### [Tarefa]
Passe para o inglês esta frase do trecho sobre a babá Louise: "Não importam o tamanho da dependência dos patrões em relação à Louise e a profundidade do seu relacionamento com as crianças: ela jamais será da família."

Não importam o tamanho da dependência dos patrões em relação à Louise e a profundidade do seu relacionamento com as crianças: ela jamais será da família. Sempre haverá um muro. Afinal, por mais que, em vários momentos, ambas as partes tentem se esquecer disto, o que une Paul e Myriam a Louise é uma relação de trabalho.

Quando a babá cai de cama, em uma manifestação clara do seu corpo diante de todo o estresse, o casal se sente, em um primeiro momento, perdido, e, só depois, preocupado. Na mensagem que Myriam deixa no telefone de Louise, as ideias se embaralham e, apesar de ela se esforçar para demonstrar inquietação pelo bem-estar da babá, o que sobressai é a cobrança:

“Bom dia, Louise, espero que você esteja bem. Já são quase oito. Mila está doente desde ontem à noite, teve febre. Tenho um caso importante, eu tinha te contado que faria uma defesa hoje. Espero que esteja tudo bem, que não tenha acontecido nada. Me ligue assim que você receber esta mensagem. Estamos esperando você.”

### [Registros fornecidos]
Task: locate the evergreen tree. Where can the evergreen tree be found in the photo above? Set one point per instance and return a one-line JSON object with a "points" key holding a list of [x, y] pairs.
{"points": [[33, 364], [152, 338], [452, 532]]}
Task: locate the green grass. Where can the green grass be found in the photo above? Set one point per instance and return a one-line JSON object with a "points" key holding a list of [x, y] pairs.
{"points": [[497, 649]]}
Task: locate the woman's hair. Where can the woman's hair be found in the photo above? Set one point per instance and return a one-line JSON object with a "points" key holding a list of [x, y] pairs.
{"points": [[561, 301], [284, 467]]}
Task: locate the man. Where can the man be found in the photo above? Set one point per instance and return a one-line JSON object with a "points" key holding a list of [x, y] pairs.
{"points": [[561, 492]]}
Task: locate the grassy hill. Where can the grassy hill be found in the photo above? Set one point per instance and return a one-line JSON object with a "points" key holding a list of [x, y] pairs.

### [Resultado da tarefa]
No matter how much her employers depend on Louise or how deep her relationship with the children runs, she will never be part of the family.